Input data: Begin

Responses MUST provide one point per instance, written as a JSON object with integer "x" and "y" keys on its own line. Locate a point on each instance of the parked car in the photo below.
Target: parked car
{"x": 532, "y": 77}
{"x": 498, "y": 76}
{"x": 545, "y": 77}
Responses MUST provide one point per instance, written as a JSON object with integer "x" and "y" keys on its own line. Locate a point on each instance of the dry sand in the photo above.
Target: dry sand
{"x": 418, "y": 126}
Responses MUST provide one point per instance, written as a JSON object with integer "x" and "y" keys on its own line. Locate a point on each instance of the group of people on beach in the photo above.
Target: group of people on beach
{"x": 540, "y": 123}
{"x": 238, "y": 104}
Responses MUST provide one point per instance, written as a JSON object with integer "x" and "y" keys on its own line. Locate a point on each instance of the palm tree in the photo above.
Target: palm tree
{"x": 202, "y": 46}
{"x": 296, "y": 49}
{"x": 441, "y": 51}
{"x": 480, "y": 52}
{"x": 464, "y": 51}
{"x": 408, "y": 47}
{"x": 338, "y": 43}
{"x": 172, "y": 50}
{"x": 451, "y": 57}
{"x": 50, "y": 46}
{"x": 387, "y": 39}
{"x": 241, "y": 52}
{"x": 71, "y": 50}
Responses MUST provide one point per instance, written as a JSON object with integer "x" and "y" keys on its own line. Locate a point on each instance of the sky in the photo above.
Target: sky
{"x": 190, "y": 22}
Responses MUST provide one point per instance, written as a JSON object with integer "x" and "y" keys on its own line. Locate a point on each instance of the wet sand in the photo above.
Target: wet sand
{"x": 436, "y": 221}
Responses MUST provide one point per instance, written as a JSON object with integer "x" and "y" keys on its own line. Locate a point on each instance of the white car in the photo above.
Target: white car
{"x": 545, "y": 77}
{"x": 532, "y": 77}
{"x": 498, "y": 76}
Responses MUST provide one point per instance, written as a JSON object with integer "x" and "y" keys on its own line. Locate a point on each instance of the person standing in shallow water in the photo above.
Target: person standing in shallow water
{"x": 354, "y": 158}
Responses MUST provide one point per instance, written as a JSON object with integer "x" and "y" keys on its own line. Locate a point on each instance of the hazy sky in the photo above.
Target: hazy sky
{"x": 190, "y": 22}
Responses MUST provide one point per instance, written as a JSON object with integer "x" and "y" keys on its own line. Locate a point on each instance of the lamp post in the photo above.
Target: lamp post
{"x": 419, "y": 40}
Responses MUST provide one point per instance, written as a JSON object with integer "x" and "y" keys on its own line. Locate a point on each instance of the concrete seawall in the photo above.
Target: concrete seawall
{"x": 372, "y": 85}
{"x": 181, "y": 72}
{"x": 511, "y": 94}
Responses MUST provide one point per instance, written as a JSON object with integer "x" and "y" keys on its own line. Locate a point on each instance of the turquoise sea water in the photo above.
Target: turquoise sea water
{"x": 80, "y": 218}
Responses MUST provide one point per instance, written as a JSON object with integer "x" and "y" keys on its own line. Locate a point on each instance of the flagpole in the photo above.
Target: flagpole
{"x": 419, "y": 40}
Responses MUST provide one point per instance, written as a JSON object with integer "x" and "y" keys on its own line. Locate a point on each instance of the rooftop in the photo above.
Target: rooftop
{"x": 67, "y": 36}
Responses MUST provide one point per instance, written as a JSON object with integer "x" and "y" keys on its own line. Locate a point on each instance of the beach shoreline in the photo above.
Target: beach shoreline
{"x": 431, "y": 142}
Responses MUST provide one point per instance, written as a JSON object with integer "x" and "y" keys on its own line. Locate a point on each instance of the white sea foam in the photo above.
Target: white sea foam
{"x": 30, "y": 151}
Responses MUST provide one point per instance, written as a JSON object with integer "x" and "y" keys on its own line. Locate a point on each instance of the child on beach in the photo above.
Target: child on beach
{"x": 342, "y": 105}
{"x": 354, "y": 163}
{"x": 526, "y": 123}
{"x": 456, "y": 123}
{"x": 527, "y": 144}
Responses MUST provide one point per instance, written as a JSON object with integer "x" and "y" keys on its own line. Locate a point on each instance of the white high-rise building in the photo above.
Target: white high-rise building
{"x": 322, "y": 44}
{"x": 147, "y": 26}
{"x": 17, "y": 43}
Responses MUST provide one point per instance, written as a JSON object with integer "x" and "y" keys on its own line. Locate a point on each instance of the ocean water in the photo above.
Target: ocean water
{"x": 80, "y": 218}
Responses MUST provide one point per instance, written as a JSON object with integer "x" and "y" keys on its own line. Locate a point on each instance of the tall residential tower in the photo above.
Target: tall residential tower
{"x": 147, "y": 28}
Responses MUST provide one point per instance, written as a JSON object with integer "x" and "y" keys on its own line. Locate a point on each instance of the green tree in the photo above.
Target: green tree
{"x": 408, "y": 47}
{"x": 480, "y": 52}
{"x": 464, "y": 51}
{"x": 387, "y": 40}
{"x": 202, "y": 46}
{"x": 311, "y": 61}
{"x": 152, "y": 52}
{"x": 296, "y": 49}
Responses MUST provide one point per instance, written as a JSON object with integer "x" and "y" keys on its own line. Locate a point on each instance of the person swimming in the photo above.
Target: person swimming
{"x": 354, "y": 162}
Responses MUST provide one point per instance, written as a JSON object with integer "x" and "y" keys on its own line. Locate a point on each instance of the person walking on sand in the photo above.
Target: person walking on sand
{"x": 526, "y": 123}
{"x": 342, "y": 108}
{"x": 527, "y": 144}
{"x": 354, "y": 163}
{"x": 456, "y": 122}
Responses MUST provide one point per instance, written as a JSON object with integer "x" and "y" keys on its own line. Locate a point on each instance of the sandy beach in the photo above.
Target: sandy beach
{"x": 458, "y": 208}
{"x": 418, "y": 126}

Input data: End
Input data: Begin

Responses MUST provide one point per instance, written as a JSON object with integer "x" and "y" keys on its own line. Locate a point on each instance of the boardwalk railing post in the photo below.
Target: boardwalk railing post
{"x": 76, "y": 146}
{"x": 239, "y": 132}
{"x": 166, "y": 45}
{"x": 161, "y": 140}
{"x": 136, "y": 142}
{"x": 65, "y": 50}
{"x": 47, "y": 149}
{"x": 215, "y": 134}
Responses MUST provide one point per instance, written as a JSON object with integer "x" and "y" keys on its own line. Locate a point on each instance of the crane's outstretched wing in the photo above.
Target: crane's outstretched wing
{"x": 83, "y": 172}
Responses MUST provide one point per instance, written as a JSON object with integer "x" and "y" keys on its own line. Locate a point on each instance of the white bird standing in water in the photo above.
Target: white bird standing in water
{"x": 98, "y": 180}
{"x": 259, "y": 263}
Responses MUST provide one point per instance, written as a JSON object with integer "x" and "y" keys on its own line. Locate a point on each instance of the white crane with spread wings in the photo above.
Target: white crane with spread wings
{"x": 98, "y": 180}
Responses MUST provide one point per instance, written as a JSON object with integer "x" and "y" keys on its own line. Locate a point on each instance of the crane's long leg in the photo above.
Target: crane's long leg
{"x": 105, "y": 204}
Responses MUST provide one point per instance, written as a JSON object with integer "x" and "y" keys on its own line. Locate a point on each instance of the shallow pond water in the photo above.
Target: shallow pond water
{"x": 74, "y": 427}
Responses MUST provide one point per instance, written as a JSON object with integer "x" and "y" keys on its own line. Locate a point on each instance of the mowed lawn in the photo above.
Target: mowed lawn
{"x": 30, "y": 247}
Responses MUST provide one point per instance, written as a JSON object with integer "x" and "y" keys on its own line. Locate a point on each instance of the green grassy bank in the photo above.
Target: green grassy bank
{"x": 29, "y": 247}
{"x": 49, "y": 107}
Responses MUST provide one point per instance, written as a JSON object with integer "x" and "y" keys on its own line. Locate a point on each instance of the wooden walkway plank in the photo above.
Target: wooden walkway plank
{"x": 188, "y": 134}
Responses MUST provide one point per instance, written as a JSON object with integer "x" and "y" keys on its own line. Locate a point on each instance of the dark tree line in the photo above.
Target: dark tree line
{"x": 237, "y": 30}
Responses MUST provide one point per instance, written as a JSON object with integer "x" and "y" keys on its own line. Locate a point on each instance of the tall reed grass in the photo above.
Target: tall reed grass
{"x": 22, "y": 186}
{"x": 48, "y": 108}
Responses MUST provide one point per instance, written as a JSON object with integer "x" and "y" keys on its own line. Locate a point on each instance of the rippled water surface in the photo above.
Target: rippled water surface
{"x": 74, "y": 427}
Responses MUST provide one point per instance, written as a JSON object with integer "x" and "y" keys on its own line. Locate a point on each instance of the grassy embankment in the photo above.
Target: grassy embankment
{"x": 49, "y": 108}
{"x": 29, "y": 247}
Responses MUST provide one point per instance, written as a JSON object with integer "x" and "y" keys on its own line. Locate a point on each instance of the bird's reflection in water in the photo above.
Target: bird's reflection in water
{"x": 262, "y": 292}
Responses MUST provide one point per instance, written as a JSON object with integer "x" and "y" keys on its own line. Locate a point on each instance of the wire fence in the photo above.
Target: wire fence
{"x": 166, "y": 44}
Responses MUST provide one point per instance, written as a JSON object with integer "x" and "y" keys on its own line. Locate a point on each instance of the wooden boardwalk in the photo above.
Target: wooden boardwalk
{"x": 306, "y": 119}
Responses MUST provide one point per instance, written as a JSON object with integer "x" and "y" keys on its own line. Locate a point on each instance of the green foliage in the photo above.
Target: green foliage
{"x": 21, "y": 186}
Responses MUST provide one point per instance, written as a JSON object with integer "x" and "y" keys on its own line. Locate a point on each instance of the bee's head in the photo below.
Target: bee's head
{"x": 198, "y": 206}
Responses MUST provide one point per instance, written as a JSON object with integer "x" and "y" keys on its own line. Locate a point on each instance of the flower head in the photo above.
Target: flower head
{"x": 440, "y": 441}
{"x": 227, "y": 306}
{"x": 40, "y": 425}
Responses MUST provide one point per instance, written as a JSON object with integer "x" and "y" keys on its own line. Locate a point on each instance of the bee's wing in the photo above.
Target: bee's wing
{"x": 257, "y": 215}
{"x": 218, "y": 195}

Input data: End

- **Work order**:
Everything from the line with "Target: mowed lawn" through the line with "surface in the photo above." should be written out exactly as it appears above, end lines included, and nothing outside that range.

- **Expected answer**:
Target: mowed lawn
{"x": 30, "y": 247}
Responses MUST provide one point per instance, written as a JSON object with integer "x" and "y" keys on its own line. Locate a point on each instance of the green grassy bank in the photo above.
Target: green grassy bank
{"x": 29, "y": 247}
{"x": 49, "y": 107}
Responses MUST provide one point per instance, written as a JSON object with integer "x" and "y" keys on its own line. Locate a point on each instance of the wooden walkway plank in the photo above.
Target: wooden walkway plank
{"x": 188, "y": 134}
Responses MUST provide one point per instance, written as a JSON object with integer "x" and "y" keys on its own line. Locate a point on each instance of the dark tree line in the photo above.
Target: dark tree line
{"x": 237, "y": 30}
Responses MUST provide one point per instance, written as a JSON object with integer "x" and "y" keys on its own line. Locate a point on each instance of the tall reed grass in the photo above.
Target: tall reed grass
{"x": 22, "y": 186}
{"x": 48, "y": 108}
Responses MUST provide one point per instance, written as a JSON object with integer "x" and "y" keys on its own line. Locate a point on each instance of the rippled water surface in the photo above.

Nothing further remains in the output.